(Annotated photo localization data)
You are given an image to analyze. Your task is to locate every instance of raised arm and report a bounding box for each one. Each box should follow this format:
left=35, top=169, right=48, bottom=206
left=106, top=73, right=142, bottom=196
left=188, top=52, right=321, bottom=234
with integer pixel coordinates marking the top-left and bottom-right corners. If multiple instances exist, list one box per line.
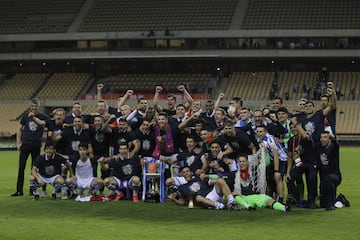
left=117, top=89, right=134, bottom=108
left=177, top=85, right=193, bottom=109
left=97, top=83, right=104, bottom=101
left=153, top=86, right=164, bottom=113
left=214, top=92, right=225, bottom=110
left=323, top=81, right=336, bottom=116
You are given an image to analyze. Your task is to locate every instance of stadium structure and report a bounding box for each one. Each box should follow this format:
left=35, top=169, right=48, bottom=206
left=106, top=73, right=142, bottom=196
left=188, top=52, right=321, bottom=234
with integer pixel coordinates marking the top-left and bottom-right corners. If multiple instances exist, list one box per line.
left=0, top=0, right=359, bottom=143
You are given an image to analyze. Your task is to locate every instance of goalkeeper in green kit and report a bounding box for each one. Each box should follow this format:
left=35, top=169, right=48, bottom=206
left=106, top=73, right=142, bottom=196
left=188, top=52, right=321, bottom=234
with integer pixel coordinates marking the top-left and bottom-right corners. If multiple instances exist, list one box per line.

» Your goal
Whenever a line of the records above contains the word "bounding", it counts toward the total; give that total alone.

» Written reply
3